**** SUPPLIED RECORDS

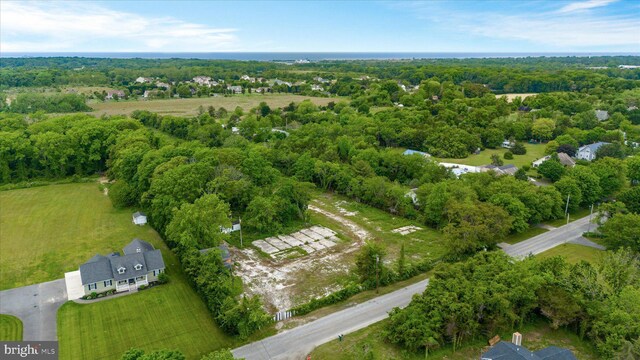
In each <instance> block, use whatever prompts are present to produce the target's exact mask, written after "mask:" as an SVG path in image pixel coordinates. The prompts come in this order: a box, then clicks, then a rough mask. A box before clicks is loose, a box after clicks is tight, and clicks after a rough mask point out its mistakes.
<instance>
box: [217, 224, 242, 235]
mask: <svg viewBox="0 0 640 360" xmlns="http://www.w3.org/2000/svg"><path fill="white" fill-rule="evenodd" d="M235 231H240V222H239V221H234V222H233V223H231V227H230V228H227V227H223V226H221V227H220V232H222V233H225V234H229V233H232V232H235Z"/></svg>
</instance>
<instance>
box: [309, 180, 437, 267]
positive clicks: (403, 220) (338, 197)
mask: <svg viewBox="0 0 640 360" xmlns="http://www.w3.org/2000/svg"><path fill="white" fill-rule="evenodd" d="M312 204H313V205H315V206H318V207H320V208H323V209H325V210H328V211H330V212H332V213H336V214H341V215H342V216H344V217H345V218H347V219H349V220H351V221H353V222H354V223H356V224H358V225H359V226H361V227H362V228H363V229H365V230H366V231H368V232H369V233H370V234H371V237H372V239H373V240H375V241H380V242H383V243H384V244H385V245H386V248H387V252H388V259H387V262H388V263H392V262H395V260H396V259H397V258H398V255H399V253H400V247H401V245H402V244H403V243H404V245H405V253H406V256H407V262H409V263H412V262H417V261H420V260H422V259H438V258H440V257H442V256H443V255H444V254H445V252H446V250H445V246H444V240H443V239H442V234H441V233H440V232H438V231H436V230H434V229H431V228H429V227H427V226H426V225H424V224H422V223H420V222H418V221H416V220H409V219H406V218H404V217H401V216H393V215H391V214H389V213H387V212H385V211H382V210H379V209H376V208H373V207H371V206H368V205H365V204H362V203H358V202H355V201H353V200H350V199H349V198H347V197H344V196H341V195H338V194H329V193H320V194H318V195H317V196H316V197H315V201H313V202H312ZM409 225H413V226H417V227H420V228H421V230H418V231H416V232H413V233H411V234H408V235H401V234H399V233H395V232H392V230H395V229H398V228H400V227H404V226H409Z"/></svg>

********

- **INSTRUCTIONS FOR THE TASK**
Rewrite the data above as a numbered list with one line per item, leaving out blank lines and the picture.

- **ANSWER TO THE EXERCISE**
1. In each <instance> block, use whatever prompts are present to produce the target's exact mask, written after "mask:" as an SVG path in image pixel coordinates. The prompts come in this order: a box, then clicks, then a rough mask. A box before clicks is loose, a box after clicks is tight, and clicks after a rough mask point out its mistakes.
2. <instance>
3. box: [217, 224, 242, 235]
4. mask: <svg viewBox="0 0 640 360" xmlns="http://www.w3.org/2000/svg"><path fill="white" fill-rule="evenodd" d="M235 231H240V222H239V221H234V222H233V223H231V227H230V228H227V227H223V226H221V227H220V232H222V233H225V234H229V233H232V232H235Z"/></svg>
5. </instance>
6. <instance>
7. box: [309, 180, 437, 267]
8. positive clicks: (403, 220) (338, 197)
9. mask: <svg viewBox="0 0 640 360" xmlns="http://www.w3.org/2000/svg"><path fill="white" fill-rule="evenodd" d="M312 204H313V205H315V206H318V207H320V208H323V209H325V210H328V211H330V212H332V213H336V214H341V215H342V216H344V217H345V218H347V219H349V220H351V221H353V222H354V223H356V224H358V225H359V226H361V227H362V228H363V229H365V230H366V231H368V232H369V233H370V234H371V237H372V239H373V240H375V241H380V242H383V243H384V244H385V245H386V248H387V252H388V259H387V262H388V263H392V262H395V260H396V259H397V258H398V255H399V253H400V247H401V245H402V244H403V243H404V245H405V253H406V256H407V262H409V263H412V262H417V261H420V260H422V259H438V258H440V257H442V256H443V255H444V254H445V252H446V250H445V246H444V240H443V239H442V234H441V233H440V232H438V231H436V230H434V229H431V228H429V227H427V226H426V225H424V224H422V223H420V222H418V221H416V220H409V219H406V218H404V217H401V216H393V215H391V214H389V213H387V212H385V211H382V210H379V209H376V208H373V207H371V206H368V205H365V204H362V203H358V202H355V201H353V200H350V199H349V198H347V197H344V196H341V195H338V194H329V193H320V194H318V195H317V196H316V197H315V201H313V202H312ZM409 225H413V226H417V227H420V228H421V230H418V231H416V232H413V233H411V234H408V235H401V234H399V233H395V232H392V230H395V229H398V228H400V227H404V226H409Z"/></svg>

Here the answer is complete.